__Task data__:
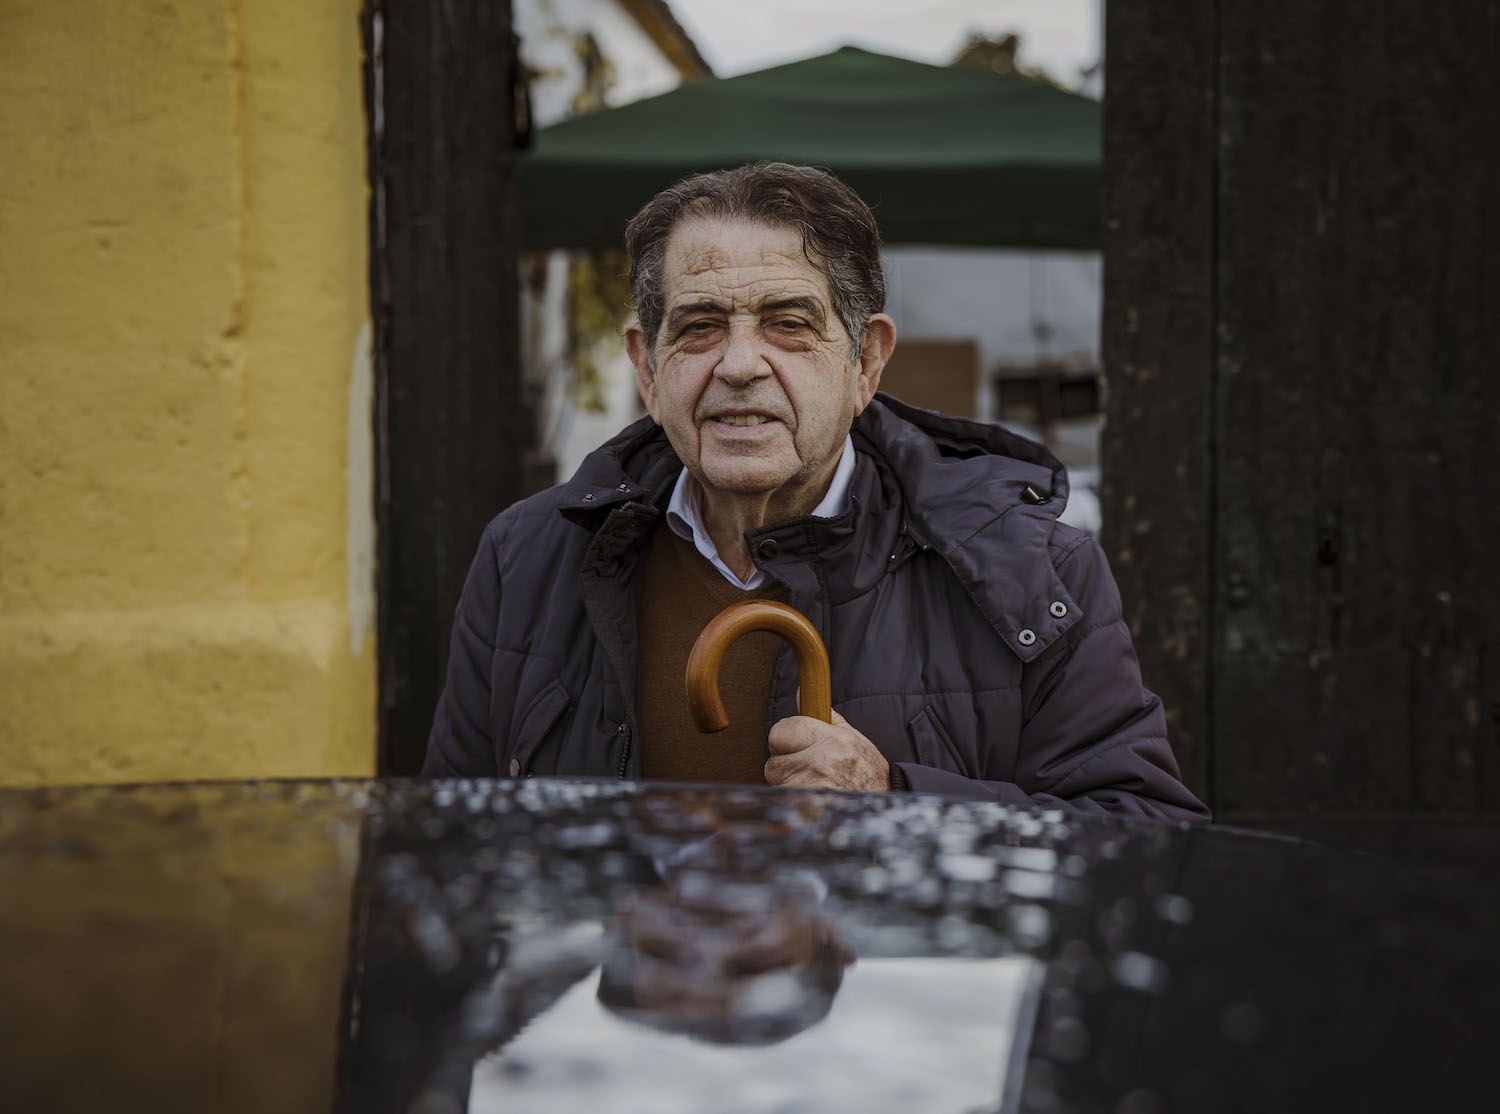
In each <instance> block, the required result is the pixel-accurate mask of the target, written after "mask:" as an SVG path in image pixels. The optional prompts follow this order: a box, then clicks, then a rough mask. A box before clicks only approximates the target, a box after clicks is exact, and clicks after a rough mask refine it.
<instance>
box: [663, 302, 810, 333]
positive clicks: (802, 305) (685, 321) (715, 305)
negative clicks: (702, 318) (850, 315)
mask: <svg viewBox="0 0 1500 1114" xmlns="http://www.w3.org/2000/svg"><path fill="white" fill-rule="evenodd" d="M789 310H796V312H801V313H805V315H807V316H808V318H811V321H813V324H814V325H816V327H817V328H819V330H822V328H823V325H825V324H826V321H828V319H826V316H825V315H823V307H822V306H820V304H819V303H817V300H816V298H799V297H793V298H772V300H771V301H762V303H760V306H759V309H757V310H756V312H757V313H759V315H760V316H765V315H766V313H786V312H789ZM700 313H717V315H726V313H729V307H727V306H724V304H723V303H721V301H714V300H712V298H700V300H697V301H684V303H682V304H681V306H675V307H673V309H672V312H670V313H667V318H666V330H667V334H670V336H675V334H676V331H678V330H679V328H682V325H684V324H685V322H687V321H688V319H690V318H694V316H699V315H700Z"/></svg>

__Exercise__: Output every entry word for word, but omit the pictures.

__Written response__:
In each <instance> block, the required result is the pixel-accurate mask of the target, written after "mask:" as an SVG path in image pixels. The optional prompts follow this order: a box, then clicks, then a rough mask. A box before clicks only approximates the target, a box after clicks is exact, and clicks after a rough mask refine it.
<instance>
box: [663, 302, 810, 333]
positive clicks: (802, 305) (685, 321) (715, 305)
negative clicks: (702, 318) (850, 315)
mask: <svg viewBox="0 0 1500 1114" xmlns="http://www.w3.org/2000/svg"><path fill="white" fill-rule="evenodd" d="M789 310H796V312H801V313H805V315H807V316H808V318H811V321H813V324H814V325H816V327H817V328H819V330H822V328H823V325H825V324H826V321H828V319H826V316H825V315H823V307H822V306H820V304H819V303H817V300H816V298H799V297H793V298H772V300H771V301H762V303H760V306H759V309H757V310H756V312H757V313H759V315H760V316H765V315H766V313H786V312H789ZM700 313H717V315H726V313H729V307H727V306H724V304H723V303H721V301H714V300H712V298H700V300H697V301H684V303H682V304H681V306H675V307H673V309H672V312H670V313H667V318H666V330H667V334H670V336H675V334H676V331H678V330H679V328H682V325H684V324H685V322H687V321H688V319H690V318H694V316H699V315H700Z"/></svg>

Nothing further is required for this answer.